> [Dataset rows on where objects appear]
◆ ◆ ◆

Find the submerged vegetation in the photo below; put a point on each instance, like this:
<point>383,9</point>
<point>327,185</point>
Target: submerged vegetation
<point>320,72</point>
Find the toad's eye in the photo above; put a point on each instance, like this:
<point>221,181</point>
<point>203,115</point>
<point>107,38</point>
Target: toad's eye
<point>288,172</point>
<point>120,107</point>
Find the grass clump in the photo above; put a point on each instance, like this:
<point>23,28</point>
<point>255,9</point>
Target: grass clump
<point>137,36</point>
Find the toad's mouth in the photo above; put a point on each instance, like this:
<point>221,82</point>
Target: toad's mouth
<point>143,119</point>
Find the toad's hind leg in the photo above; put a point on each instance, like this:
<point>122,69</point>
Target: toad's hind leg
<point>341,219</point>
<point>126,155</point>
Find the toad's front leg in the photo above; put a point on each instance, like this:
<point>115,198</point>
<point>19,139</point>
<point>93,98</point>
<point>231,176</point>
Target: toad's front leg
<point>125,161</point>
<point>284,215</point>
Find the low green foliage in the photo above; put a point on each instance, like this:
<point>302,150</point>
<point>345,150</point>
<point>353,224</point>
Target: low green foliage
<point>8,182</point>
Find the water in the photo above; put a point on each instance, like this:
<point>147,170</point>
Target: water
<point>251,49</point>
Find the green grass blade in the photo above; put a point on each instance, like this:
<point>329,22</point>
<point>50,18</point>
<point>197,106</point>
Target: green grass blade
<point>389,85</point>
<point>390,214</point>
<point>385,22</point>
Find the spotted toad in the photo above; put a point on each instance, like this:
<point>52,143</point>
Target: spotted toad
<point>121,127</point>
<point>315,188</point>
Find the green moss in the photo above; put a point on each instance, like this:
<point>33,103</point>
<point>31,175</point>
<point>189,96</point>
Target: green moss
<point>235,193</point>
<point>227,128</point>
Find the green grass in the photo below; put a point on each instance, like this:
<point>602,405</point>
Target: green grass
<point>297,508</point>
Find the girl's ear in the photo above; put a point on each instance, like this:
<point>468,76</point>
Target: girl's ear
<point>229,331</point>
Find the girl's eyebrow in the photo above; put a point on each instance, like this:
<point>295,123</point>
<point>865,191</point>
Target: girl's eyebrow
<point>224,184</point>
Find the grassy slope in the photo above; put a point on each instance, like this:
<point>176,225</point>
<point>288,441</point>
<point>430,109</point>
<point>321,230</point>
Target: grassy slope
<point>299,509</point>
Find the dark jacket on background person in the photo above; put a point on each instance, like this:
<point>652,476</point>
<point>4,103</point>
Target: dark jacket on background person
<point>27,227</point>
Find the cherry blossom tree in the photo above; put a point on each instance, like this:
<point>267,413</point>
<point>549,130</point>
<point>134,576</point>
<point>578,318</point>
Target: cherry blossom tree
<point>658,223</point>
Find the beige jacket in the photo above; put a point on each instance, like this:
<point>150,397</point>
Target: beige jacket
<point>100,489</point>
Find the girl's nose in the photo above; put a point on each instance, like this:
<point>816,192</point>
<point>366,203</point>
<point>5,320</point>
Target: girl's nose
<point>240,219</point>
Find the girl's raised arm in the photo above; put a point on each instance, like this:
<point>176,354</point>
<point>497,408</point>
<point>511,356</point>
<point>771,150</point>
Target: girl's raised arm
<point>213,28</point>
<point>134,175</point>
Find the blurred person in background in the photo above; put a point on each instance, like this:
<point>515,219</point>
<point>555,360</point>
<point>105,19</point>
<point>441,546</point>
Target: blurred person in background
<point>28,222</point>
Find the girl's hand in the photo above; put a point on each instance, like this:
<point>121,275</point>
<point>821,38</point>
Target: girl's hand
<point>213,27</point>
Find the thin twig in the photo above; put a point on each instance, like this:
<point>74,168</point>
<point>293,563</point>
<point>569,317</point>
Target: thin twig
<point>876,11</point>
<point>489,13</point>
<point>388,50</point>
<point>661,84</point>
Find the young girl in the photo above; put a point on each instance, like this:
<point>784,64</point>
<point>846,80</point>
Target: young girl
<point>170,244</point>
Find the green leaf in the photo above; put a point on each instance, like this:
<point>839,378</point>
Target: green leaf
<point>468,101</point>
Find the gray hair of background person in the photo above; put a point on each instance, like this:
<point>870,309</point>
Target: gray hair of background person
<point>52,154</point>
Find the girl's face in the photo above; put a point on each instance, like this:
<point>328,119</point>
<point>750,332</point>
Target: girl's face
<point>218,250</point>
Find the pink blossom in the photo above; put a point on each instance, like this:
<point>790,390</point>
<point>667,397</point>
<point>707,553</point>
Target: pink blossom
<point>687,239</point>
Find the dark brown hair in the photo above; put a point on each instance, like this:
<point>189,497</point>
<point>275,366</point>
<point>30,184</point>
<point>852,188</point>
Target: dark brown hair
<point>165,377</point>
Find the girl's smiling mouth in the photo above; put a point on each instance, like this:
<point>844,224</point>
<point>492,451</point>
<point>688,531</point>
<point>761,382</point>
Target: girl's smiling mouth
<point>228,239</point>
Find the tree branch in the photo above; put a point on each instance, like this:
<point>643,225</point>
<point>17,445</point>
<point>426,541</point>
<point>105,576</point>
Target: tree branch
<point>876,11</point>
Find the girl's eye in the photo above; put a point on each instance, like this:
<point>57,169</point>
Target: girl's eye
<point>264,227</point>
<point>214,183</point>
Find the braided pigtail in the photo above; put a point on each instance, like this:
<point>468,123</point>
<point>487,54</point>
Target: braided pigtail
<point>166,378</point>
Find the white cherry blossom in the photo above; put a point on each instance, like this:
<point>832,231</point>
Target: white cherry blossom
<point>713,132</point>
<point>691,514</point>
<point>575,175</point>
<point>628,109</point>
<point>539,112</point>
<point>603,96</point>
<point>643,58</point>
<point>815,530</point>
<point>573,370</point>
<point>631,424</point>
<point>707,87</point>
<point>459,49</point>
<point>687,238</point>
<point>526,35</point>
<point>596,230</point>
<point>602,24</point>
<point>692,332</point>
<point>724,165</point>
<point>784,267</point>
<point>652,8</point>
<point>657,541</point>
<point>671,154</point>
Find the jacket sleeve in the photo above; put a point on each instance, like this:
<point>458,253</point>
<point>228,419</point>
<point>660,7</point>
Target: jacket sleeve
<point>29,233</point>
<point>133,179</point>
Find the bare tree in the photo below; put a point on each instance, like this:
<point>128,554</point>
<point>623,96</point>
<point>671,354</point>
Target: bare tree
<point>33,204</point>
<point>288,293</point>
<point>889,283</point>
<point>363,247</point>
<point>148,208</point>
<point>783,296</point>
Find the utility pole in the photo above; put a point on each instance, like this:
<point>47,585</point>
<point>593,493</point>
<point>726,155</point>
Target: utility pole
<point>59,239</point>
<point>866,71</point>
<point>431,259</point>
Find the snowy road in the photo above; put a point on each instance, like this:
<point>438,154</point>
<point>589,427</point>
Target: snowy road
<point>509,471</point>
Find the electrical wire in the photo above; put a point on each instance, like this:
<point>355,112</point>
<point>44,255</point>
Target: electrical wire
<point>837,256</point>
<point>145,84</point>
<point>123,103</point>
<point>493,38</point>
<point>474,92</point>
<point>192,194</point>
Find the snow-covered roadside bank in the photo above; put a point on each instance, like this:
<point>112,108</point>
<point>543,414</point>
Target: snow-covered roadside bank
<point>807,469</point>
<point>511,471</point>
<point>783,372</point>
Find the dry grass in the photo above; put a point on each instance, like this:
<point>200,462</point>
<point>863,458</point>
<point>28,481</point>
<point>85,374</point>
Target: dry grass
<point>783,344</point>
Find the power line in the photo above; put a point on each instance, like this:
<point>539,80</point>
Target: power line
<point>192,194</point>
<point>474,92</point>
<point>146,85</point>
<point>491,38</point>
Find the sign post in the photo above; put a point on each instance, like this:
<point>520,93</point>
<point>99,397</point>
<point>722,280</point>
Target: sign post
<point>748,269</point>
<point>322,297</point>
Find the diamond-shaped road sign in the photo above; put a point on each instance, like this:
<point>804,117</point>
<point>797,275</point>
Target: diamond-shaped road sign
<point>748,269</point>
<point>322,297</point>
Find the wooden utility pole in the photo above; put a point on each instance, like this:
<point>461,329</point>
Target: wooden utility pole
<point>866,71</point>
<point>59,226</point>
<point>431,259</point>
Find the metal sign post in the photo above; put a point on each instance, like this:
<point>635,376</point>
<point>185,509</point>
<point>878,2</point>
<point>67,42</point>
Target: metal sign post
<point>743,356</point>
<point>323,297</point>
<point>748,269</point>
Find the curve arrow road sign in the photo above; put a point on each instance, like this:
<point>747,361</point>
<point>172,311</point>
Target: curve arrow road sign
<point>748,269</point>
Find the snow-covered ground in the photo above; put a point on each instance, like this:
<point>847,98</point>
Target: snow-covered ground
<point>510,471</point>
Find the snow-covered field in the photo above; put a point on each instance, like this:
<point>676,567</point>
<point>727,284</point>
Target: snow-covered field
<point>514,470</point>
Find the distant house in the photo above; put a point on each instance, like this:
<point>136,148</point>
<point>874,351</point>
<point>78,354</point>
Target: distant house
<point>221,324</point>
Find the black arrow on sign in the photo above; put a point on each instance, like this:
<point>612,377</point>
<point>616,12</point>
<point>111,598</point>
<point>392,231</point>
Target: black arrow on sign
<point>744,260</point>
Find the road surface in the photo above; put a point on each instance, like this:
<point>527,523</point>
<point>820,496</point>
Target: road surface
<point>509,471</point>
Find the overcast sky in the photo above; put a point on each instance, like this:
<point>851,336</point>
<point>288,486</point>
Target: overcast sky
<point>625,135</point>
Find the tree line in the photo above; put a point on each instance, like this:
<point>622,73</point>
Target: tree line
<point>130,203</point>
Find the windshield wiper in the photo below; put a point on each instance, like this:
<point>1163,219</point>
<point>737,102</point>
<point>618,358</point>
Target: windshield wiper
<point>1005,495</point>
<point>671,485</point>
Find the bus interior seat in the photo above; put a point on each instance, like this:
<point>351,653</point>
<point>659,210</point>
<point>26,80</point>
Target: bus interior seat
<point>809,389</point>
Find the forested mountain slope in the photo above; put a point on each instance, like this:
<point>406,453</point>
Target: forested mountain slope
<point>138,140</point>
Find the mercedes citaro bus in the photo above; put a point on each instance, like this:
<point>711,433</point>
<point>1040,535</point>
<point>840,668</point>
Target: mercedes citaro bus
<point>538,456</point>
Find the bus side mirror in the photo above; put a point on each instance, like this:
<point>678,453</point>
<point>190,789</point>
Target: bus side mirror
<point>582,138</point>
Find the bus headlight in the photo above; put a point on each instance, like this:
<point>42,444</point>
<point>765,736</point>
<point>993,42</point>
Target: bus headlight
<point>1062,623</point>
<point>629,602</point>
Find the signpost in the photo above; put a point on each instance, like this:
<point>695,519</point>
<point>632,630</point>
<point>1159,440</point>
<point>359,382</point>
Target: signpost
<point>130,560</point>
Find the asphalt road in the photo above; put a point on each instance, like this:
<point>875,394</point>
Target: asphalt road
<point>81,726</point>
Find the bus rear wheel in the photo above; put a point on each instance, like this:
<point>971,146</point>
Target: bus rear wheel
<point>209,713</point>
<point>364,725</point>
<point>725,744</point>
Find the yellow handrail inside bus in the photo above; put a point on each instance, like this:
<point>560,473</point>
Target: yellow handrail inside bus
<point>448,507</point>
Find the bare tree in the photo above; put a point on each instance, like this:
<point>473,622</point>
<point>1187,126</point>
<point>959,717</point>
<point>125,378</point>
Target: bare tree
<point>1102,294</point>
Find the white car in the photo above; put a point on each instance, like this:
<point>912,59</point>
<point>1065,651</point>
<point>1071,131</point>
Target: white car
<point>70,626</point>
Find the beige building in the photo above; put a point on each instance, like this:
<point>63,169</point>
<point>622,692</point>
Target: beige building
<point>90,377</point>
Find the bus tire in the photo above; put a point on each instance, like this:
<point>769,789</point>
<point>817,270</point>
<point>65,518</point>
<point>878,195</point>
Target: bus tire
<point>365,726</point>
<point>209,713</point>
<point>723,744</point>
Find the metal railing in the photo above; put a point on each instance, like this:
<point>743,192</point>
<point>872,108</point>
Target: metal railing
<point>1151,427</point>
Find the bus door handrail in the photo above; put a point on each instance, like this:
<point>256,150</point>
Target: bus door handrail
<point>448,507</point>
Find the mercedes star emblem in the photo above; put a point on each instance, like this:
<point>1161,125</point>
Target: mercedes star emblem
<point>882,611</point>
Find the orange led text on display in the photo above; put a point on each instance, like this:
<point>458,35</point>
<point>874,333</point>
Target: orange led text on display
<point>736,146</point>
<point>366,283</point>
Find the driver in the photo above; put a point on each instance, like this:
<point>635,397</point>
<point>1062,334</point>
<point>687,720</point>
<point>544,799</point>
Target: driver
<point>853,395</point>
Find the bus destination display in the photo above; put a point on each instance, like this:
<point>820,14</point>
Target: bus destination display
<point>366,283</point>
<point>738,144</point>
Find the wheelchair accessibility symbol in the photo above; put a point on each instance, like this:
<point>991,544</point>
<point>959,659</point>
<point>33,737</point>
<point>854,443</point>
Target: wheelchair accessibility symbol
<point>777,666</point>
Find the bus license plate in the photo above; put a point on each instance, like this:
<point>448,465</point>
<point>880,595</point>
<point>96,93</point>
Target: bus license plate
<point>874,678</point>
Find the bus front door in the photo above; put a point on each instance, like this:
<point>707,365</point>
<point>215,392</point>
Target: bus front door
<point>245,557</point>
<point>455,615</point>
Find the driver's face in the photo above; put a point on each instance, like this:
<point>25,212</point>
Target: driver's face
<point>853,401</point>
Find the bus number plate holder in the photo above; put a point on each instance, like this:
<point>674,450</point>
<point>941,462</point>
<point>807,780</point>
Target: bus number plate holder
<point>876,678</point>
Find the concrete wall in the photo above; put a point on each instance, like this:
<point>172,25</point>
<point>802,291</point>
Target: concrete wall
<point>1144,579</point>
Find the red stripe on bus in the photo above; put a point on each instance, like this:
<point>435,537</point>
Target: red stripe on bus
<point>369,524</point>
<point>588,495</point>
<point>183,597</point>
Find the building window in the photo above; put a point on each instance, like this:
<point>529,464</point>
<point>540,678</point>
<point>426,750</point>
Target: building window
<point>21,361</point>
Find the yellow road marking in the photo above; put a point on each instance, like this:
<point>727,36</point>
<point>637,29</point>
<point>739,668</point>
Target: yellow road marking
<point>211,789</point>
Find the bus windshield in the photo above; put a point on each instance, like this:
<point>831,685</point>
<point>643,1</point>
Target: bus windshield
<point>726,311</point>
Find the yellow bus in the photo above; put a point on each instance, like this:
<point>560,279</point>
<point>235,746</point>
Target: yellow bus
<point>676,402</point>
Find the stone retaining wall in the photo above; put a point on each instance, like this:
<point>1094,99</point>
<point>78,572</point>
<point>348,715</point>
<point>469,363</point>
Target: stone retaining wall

◆ ◆ ◆

Reproduce word for word the stretch of the listing from the line containing "Find the wheelchair" through the line containing "<point>874,678</point>", including both of those lines.

> [Solution to this task]
Find the wheelchair accessibility symbol in the photo above; put a point on each instance, like this:
<point>991,544</point>
<point>959,659</point>
<point>33,737</point>
<point>854,443</point>
Target: wheelchair accessibility symbol
<point>777,666</point>
Find the bus license plate in the photo above; put a point on each instance, like this:
<point>448,465</point>
<point>880,595</point>
<point>96,93</point>
Target: bus license plate
<point>874,678</point>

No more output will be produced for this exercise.